= Data supplied =

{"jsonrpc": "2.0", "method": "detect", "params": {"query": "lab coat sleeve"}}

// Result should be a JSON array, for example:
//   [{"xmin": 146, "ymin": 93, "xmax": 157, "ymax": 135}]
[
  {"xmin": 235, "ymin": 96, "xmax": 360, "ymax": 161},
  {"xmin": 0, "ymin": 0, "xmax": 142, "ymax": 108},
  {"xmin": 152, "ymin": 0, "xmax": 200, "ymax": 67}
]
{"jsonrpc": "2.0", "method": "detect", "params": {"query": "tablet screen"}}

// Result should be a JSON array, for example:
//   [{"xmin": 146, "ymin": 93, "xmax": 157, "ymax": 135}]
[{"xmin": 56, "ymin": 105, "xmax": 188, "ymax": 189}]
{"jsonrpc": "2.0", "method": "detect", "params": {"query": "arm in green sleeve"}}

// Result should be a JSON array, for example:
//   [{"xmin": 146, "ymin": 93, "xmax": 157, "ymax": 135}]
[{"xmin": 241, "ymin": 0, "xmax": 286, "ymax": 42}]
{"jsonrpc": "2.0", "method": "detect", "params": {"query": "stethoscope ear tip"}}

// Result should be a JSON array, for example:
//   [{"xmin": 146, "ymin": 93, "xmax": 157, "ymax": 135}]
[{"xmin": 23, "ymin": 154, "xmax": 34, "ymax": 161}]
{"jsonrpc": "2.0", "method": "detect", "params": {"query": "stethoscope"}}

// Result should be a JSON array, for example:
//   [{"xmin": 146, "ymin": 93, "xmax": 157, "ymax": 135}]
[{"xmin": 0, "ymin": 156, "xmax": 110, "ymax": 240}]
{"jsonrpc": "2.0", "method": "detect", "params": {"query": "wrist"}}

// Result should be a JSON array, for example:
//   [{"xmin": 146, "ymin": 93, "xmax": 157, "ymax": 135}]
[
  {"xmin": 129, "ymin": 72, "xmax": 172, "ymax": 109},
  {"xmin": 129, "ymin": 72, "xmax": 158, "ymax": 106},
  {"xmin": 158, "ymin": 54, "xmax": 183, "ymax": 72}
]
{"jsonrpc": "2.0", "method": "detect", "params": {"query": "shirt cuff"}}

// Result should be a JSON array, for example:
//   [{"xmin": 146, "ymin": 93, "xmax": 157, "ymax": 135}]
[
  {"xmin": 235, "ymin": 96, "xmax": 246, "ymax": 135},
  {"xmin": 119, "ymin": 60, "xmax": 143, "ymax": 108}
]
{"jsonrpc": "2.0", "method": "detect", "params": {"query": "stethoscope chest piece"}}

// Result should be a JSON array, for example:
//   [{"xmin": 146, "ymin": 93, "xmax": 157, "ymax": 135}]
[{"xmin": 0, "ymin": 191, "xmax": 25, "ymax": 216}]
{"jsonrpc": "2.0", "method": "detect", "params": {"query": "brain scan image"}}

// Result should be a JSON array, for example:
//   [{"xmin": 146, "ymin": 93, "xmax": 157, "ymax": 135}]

= What you need to do =
Extract all the entries word for word.

= Exercise answer =
{"jsonrpc": "2.0", "method": "detect", "params": {"query": "lab coat sleeve"}}

// Result should be a JSON array, for example:
//   [{"xmin": 146, "ymin": 93, "xmax": 157, "ymax": 135}]
[
  {"xmin": 235, "ymin": 96, "xmax": 360, "ymax": 161},
  {"xmin": 0, "ymin": 0, "xmax": 142, "ymax": 108},
  {"xmin": 152, "ymin": 0, "xmax": 200, "ymax": 67}
]
{"jsonrpc": "2.0", "method": "detect", "params": {"query": "tablet screen"}}

// Result should be a JSON array, for example:
//   [{"xmin": 146, "ymin": 93, "xmax": 157, "ymax": 135}]
[{"xmin": 56, "ymin": 105, "xmax": 188, "ymax": 189}]
{"jsonrpc": "2.0", "method": "detect", "params": {"query": "arm in green sleeve"}}

// Result should be a JSON array, for example:
//   [{"xmin": 146, "ymin": 93, "xmax": 157, "ymax": 135}]
[{"xmin": 241, "ymin": 0, "xmax": 286, "ymax": 42}]
{"jsonrpc": "2.0", "method": "detect", "params": {"query": "stethoscope ear tip"}}

// Result should be a JSON array, for example:
//   [{"xmin": 146, "ymin": 93, "xmax": 157, "ymax": 135}]
[{"xmin": 23, "ymin": 154, "xmax": 34, "ymax": 161}]
{"jsonrpc": "2.0", "method": "detect", "params": {"query": "stethoscope"}}

// Result should be a JSON array, for example:
//   [{"xmin": 146, "ymin": 93, "xmax": 157, "ymax": 135}]
[{"xmin": 0, "ymin": 156, "xmax": 110, "ymax": 240}]
{"jsonrpc": "2.0", "method": "detect", "params": {"query": "wrist"}}

// Result should be a JSON array, for example:
//   [{"xmin": 146, "ymin": 93, "xmax": 157, "ymax": 135}]
[
  {"xmin": 129, "ymin": 72, "xmax": 172, "ymax": 109},
  {"xmin": 129, "ymin": 72, "xmax": 158, "ymax": 106},
  {"xmin": 158, "ymin": 54, "xmax": 183, "ymax": 72}
]
{"jsonrpc": "2.0", "method": "detect", "params": {"query": "shirt cuff"}}

// Result should be a JSON array, for example:
//   [{"xmin": 146, "ymin": 93, "xmax": 157, "ymax": 135}]
[
  {"xmin": 235, "ymin": 96, "xmax": 246, "ymax": 135},
  {"xmin": 119, "ymin": 60, "xmax": 143, "ymax": 108}
]
{"jsonrpc": "2.0", "method": "detect", "params": {"query": "stethoscope chest piece"}}

// Result should be a JSON array, for example:
//   [{"xmin": 146, "ymin": 93, "xmax": 157, "ymax": 135}]
[{"xmin": 0, "ymin": 191, "xmax": 25, "ymax": 216}]
{"jsonrpc": "2.0", "method": "detect", "params": {"query": "brain scan image"}}

// Result should be a JSON array, for example:
//   [{"xmin": 146, "ymin": 93, "xmax": 157, "ymax": 135}]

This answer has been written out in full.